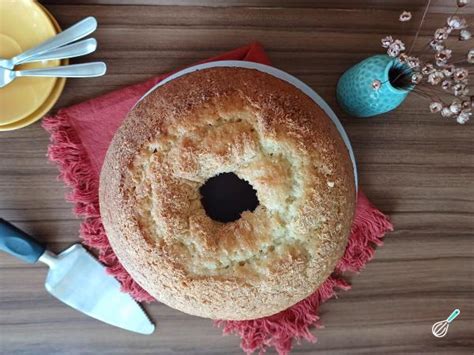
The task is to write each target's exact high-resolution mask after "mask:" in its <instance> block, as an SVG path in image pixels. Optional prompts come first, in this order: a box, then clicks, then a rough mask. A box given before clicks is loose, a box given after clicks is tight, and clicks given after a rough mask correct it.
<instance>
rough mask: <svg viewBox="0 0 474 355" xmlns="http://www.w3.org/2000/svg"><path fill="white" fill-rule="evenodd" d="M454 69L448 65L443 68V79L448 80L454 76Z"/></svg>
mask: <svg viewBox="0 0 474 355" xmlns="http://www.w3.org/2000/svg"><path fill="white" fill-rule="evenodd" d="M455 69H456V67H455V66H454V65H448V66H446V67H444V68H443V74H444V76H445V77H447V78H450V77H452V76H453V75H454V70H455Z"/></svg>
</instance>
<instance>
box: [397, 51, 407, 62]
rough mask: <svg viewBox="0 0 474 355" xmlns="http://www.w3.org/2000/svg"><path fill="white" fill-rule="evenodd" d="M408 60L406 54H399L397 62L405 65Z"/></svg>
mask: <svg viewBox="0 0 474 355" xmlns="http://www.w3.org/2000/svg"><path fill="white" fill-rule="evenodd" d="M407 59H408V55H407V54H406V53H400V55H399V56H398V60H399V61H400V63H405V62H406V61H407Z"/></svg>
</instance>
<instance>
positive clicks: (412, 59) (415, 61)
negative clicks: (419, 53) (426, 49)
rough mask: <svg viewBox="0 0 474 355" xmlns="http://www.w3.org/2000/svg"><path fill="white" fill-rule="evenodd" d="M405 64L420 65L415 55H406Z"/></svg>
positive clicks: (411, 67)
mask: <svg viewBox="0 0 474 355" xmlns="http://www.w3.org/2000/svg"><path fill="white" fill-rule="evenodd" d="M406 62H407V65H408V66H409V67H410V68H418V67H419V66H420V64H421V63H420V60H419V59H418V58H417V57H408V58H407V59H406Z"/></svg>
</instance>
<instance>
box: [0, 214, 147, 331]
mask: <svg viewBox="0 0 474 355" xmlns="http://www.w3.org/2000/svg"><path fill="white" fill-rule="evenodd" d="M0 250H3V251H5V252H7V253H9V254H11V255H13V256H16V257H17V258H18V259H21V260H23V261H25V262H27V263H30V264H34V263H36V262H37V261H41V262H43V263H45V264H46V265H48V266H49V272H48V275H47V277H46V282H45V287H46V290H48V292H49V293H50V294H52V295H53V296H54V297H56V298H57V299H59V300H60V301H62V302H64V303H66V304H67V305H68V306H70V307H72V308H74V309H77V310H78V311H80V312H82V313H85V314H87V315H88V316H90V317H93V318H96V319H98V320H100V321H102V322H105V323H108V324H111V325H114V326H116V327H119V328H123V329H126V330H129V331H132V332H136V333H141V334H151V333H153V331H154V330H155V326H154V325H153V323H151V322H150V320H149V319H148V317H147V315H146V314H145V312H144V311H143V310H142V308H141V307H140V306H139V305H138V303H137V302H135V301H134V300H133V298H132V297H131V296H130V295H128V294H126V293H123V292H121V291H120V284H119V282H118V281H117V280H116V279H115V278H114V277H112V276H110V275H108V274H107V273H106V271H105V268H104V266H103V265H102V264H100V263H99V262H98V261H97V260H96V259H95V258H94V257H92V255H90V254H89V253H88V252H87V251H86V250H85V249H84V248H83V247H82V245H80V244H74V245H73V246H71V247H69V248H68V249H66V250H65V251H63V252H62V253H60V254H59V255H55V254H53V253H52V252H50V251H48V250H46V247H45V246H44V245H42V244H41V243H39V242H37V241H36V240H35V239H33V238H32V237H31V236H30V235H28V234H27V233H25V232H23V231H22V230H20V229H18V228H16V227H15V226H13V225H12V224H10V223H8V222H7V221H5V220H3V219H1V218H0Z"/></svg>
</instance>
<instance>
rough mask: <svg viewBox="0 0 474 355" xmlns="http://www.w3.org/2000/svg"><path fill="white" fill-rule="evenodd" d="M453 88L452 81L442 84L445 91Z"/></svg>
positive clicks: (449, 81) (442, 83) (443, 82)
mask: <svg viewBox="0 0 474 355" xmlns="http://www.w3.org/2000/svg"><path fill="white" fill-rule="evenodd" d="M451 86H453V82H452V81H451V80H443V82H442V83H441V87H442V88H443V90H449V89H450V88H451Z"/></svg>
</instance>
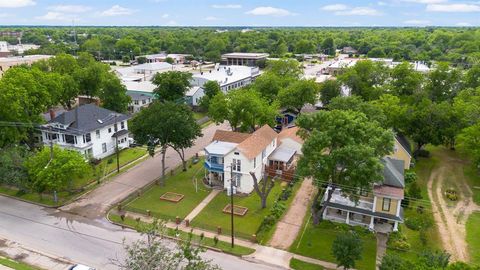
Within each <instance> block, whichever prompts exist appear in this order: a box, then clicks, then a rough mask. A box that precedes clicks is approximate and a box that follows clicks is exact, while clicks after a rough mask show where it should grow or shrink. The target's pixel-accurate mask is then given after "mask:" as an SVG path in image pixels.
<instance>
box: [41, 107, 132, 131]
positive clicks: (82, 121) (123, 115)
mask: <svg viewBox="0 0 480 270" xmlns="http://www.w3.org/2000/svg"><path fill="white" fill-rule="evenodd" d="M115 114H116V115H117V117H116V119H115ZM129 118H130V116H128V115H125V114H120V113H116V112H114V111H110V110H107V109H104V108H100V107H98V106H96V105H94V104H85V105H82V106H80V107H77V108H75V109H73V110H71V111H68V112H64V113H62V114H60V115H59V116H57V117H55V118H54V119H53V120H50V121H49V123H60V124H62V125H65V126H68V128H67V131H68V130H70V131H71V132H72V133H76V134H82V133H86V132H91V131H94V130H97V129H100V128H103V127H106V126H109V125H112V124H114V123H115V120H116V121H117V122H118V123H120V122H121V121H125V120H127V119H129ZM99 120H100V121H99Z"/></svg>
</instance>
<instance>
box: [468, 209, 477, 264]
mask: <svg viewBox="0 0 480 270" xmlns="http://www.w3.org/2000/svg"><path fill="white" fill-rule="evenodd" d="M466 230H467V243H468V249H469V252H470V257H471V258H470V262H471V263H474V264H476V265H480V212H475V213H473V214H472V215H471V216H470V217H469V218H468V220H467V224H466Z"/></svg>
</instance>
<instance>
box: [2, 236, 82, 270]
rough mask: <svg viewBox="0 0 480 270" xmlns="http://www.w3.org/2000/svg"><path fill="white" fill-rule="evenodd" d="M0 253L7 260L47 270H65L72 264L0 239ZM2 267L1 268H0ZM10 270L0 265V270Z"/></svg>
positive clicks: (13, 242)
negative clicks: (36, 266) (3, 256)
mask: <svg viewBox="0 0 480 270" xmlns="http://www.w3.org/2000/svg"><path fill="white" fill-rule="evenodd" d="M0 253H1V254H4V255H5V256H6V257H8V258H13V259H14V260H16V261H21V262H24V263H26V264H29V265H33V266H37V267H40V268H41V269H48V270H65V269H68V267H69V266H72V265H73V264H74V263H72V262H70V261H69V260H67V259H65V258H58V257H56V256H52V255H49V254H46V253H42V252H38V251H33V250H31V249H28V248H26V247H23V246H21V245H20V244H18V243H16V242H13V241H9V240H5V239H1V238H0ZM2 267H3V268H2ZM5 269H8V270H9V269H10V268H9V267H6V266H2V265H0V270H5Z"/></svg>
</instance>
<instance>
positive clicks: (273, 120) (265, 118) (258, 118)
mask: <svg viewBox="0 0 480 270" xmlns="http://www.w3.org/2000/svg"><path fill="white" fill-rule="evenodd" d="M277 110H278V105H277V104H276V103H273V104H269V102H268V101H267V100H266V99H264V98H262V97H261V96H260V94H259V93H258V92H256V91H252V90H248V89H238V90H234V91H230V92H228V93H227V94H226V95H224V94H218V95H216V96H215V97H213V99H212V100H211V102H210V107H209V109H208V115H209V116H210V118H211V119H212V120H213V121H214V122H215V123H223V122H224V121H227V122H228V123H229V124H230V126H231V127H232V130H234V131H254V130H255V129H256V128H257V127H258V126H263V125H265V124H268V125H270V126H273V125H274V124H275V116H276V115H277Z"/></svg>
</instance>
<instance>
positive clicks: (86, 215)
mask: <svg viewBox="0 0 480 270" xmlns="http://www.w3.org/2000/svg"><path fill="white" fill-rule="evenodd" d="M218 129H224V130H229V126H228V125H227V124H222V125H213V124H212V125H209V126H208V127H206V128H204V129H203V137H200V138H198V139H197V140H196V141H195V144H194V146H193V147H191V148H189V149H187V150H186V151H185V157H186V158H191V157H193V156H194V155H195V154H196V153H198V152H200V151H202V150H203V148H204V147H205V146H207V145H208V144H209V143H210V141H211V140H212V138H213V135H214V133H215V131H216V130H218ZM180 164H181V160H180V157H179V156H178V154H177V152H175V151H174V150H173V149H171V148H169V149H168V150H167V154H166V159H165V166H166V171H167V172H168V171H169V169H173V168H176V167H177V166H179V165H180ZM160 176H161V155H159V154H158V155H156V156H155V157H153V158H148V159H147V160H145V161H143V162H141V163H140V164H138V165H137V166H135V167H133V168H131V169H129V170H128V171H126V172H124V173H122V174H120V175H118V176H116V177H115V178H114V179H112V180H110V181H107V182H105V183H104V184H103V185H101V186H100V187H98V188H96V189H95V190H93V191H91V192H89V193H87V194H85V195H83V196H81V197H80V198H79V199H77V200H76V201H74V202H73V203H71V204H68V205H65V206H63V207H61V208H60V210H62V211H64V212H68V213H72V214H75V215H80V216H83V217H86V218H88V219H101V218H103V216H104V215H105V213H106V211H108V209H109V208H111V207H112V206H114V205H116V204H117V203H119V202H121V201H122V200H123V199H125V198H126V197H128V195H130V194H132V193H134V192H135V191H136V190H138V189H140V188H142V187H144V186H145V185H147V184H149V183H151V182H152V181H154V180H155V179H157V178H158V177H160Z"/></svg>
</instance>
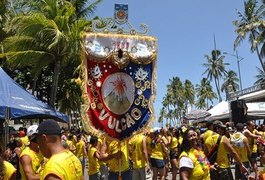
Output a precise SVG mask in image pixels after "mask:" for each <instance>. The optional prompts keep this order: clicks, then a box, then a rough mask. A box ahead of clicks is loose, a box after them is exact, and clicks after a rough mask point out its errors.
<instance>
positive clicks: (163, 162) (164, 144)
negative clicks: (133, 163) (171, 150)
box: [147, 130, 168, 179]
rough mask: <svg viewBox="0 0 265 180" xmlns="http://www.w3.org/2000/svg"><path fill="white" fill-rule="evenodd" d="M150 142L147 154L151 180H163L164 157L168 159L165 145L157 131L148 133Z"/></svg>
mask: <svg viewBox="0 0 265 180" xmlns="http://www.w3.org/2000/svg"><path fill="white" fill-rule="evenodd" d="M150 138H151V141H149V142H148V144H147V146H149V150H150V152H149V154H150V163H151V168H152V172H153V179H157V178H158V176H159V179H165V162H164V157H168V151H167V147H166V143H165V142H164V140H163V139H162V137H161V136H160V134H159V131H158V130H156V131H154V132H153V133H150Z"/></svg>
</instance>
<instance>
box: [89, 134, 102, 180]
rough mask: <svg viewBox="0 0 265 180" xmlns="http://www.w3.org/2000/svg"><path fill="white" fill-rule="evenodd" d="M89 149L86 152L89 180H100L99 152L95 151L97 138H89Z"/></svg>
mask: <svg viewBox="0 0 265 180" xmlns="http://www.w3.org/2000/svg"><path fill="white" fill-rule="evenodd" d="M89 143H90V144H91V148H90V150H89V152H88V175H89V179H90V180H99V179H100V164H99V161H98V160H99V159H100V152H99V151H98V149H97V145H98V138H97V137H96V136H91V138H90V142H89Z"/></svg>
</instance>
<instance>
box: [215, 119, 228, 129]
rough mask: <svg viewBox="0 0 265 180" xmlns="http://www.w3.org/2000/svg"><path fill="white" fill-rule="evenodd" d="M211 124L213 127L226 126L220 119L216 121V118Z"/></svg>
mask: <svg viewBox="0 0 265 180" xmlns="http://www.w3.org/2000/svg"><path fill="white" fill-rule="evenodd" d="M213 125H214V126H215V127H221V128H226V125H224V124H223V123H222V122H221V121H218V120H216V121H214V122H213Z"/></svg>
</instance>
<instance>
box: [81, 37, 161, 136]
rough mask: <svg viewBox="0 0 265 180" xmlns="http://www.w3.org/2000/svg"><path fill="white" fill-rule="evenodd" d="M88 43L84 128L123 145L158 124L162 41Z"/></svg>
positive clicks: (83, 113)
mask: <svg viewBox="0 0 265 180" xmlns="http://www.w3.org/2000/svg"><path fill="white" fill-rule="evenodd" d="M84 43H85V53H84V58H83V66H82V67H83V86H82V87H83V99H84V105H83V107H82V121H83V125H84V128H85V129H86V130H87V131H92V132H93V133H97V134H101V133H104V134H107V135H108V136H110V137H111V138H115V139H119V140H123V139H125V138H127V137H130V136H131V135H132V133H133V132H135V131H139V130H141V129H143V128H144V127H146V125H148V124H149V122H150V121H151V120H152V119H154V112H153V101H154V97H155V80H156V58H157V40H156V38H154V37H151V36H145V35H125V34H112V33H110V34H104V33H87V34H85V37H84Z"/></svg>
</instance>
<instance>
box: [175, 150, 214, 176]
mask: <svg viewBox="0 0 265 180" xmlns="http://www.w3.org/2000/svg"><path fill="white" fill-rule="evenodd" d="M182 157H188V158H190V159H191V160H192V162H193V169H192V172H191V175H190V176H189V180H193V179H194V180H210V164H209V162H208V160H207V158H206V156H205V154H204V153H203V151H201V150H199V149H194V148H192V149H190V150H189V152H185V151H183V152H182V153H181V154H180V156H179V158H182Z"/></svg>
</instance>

• • • • •

• _What you are asked to do_:
Restate word for word the lines in the material above from the one with "60L406 54H399L397 62L405" to the one with "negative clicks: (419, 53) (426, 49)"; both of those lines count, and nothing else does.

• _Expected output_:
rough mask: <svg viewBox="0 0 474 355" xmlns="http://www.w3.org/2000/svg"><path fill="white" fill-rule="evenodd" d="M408 60L406 54H399L397 62L405 65Z"/></svg>
mask: <svg viewBox="0 0 474 355" xmlns="http://www.w3.org/2000/svg"><path fill="white" fill-rule="evenodd" d="M407 59H408V55H407V54H406V53H400V55H399V56H398V60H399V61H400V63H405V62H406V61H407Z"/></svg>
</instance>
<instance>
positive clicks: (412, 59) (415, 61)
negative clicks: (419, 53) (426, 49)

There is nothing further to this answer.